Table of Contents

Link to documentation

• Introduction
• Modules
  • Data
  • Analyze
  • Visualization
  • Maps
• How to Use
• Examples
• Community
• Feedback
• License
• Acknowledgements
• References

Introduction

HydroLang is an open-source, web-based framework designed for comprehensive environmental and hydrological analysis. Built with modularity and extensibility in mind, it empowers researchers and developers to perform complex data retrieval, analysis, modeling, and visualization directly within the browser.

By leveraging modern web technologies including GDAL via WebAssembly for raster processing and TensorFlow.js for client-side machine learning, HydroLang enables high-performance computing without the need for backend infrastructure.

Modules

HydroLang consists of four core modules, each designed to handle specific aspects of the hydrological workflow. These modules can be used independently or chained together for seamless end-to-end analysis.

Data

The Data module facilitates the retrieval, manipulation, and management of hydrological and environmental data. It supports connection to various public APIs and data sources, harmonizing diverse data formats into a unified structure for analysis.

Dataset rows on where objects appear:
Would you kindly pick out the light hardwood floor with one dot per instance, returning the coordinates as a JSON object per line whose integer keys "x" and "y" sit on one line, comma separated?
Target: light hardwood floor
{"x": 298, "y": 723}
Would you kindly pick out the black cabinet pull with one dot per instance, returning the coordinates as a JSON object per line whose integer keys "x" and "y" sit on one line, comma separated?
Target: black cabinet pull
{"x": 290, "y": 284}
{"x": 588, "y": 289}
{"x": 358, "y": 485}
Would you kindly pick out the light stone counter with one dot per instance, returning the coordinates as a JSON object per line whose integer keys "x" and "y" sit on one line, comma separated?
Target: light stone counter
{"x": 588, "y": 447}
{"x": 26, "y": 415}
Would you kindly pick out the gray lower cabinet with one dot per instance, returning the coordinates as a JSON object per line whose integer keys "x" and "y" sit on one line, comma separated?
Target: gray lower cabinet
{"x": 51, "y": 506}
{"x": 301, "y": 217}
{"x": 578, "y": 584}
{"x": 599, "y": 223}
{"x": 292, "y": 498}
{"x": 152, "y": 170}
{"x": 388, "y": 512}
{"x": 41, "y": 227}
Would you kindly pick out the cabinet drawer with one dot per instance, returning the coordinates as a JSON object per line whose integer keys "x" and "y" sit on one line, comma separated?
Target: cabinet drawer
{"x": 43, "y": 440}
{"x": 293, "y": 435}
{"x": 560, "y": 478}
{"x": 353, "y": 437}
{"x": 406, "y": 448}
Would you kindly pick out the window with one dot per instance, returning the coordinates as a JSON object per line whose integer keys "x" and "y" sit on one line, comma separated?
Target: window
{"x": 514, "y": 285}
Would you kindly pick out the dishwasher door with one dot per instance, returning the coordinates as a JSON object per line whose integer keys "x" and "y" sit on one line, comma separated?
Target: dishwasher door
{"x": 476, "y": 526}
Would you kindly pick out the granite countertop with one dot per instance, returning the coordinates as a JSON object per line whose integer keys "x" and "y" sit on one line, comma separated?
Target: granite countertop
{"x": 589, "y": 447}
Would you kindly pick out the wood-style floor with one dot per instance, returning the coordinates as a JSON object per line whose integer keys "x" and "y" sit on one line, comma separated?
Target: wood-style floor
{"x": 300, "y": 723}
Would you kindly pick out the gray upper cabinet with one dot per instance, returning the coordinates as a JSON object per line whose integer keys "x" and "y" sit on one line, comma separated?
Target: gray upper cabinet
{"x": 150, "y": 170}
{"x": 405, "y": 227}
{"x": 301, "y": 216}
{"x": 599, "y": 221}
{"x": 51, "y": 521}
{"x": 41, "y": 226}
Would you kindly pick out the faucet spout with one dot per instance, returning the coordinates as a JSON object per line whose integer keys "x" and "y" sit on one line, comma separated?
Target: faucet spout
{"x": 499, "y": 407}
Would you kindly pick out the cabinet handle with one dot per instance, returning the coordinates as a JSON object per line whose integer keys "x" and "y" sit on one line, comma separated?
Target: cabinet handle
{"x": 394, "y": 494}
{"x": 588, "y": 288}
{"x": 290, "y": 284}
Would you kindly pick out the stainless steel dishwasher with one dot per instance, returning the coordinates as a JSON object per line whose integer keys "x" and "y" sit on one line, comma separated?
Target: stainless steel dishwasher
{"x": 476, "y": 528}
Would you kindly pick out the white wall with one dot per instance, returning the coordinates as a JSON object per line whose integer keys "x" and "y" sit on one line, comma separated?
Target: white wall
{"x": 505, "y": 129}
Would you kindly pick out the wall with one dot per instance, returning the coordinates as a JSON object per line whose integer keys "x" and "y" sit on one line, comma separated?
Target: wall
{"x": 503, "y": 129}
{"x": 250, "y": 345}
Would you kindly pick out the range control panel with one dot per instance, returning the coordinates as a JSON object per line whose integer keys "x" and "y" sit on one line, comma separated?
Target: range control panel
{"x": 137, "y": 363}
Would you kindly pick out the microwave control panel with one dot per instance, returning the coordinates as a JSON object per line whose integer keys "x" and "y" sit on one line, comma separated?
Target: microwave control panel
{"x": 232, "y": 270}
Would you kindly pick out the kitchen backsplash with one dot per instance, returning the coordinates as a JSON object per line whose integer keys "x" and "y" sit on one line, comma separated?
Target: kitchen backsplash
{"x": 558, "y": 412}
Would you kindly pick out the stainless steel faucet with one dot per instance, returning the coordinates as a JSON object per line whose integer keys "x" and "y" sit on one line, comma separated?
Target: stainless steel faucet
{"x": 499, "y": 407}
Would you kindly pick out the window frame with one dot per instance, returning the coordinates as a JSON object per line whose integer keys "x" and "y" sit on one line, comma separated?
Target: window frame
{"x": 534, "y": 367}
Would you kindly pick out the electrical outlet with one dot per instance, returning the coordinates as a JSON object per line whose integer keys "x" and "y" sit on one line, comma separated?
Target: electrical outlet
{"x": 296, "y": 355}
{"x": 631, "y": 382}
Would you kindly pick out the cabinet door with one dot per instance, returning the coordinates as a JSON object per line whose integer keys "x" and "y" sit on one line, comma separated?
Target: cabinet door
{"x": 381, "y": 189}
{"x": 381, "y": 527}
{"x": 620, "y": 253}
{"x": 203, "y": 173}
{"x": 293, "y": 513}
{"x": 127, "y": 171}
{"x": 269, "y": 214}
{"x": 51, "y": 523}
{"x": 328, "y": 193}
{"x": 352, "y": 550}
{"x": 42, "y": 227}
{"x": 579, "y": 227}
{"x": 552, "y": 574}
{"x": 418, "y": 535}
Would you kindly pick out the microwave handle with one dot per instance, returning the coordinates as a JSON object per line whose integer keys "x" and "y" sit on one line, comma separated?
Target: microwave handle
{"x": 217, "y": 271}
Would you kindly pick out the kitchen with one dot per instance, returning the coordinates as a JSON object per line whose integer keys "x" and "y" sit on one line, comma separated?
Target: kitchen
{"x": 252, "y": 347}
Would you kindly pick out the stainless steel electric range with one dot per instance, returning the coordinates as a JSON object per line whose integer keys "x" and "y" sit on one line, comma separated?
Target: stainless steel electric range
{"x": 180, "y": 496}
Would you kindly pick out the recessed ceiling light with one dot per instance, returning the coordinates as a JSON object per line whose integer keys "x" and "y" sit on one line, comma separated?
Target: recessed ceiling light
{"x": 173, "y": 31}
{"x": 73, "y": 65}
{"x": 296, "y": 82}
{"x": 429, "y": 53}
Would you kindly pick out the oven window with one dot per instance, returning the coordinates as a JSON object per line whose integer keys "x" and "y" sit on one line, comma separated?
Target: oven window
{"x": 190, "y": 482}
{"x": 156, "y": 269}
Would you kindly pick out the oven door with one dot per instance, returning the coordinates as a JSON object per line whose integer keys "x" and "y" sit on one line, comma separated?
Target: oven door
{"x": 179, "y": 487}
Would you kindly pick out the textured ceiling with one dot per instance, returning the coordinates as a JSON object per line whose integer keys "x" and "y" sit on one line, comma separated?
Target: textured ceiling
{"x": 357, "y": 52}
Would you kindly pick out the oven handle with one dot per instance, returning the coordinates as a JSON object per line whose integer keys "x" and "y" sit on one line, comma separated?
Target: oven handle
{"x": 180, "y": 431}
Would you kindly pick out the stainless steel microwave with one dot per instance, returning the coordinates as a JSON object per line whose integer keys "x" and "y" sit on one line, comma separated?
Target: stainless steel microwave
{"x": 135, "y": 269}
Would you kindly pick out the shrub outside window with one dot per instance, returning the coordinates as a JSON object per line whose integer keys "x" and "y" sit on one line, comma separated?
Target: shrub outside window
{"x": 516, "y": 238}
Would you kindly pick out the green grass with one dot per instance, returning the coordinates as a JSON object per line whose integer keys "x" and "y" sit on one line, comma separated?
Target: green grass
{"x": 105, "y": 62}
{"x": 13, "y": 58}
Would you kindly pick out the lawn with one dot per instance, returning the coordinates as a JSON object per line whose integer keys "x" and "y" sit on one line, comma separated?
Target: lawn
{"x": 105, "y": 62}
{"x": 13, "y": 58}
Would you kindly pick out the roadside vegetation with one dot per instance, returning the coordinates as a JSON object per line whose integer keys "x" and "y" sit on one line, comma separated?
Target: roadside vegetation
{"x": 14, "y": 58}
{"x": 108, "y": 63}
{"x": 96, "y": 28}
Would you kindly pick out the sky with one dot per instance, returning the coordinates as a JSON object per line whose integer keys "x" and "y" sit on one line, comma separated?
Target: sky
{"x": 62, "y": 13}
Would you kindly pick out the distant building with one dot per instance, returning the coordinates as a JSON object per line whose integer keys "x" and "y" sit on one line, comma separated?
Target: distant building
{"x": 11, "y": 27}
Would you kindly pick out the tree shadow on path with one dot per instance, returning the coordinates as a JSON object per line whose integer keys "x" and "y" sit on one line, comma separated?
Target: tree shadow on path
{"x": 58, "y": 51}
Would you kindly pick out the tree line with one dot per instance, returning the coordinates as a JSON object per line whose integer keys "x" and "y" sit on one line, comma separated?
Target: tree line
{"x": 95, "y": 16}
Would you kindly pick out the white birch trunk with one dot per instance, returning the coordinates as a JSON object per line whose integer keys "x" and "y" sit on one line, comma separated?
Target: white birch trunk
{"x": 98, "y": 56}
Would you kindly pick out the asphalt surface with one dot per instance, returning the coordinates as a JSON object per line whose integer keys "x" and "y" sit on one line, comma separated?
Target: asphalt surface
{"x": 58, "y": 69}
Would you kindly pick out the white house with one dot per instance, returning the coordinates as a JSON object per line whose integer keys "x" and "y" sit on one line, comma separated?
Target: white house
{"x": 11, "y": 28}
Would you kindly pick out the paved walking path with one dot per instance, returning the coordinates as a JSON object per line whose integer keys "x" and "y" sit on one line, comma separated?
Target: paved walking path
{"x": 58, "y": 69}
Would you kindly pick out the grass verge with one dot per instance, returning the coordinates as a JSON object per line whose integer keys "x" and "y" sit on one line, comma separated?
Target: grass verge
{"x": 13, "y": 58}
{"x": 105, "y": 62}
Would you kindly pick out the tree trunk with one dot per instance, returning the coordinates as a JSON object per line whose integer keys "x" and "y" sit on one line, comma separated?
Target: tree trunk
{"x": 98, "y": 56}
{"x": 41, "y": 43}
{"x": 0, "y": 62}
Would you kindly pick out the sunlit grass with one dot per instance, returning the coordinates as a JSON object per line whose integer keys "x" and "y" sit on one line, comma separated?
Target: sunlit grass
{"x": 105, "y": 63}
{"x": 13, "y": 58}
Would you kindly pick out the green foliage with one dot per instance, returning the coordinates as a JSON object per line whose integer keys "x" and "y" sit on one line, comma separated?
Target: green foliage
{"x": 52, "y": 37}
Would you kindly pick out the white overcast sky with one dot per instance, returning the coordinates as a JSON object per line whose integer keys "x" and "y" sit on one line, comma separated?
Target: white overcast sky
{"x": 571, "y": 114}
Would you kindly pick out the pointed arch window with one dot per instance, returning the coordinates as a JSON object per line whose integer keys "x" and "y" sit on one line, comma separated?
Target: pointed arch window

Requirements:
Continue the HydroLang page extract from where it stops, picking up after the description of the Data module.

The reply:
Analyze

The Analyze module is the computational core of HydroLang, subdivided into three specialized components:

• Hydro & Stats: Provides essential hydrological functions (e.g., rainfall-runoff lumped models) and robust statistical characterization tools for time-series data.
• Geoprocessor: A powerful client-side raster analysis engine powered by GDAL (WASM). It enables advanced geospatial operations such as slope and aspect calculation, hillshading, reclassification, and terrain analysis directly in the browser.
• NN (Neural Networks): A comprehensive machine learning component built on TensorFlow.js. It runs in a dedicated Web Worker to ensure UI responsiveness and supports various architectures including:
  • Dense (Feed Forward): For general regression and classification.
  • LSTM (Long Short-Term Memory): Optimized for time-series forecasting.
  • CNN (Convolutional Neural Networks): For spatial pattern recognition.

Visualization

The Visualization module enables the creation of interactive and publication-quality charts and tables. Built on top of Google Charts, it offers a wide range of visualization types (Line, Scatter, Bar, Histogram, etc.) and includes utilities for generating comprehensive HTML reports (generateReport) to summarize analytical results.

Maps

The Maps module handles geospatial visualization, supporting both Leaflet and Google Maps engines. It provides tools for:

• Rendering vector data (GeoJSON, KML).
• Visualizing raster data (GeoTIFF) using the addGeoRasterLayer function.
• Interactive drawing and spatial querying with the built-in draw capabilities.

How to Use

To use HydroLang, simply include the hydro.js module in your HTML file. No installation or build process is required.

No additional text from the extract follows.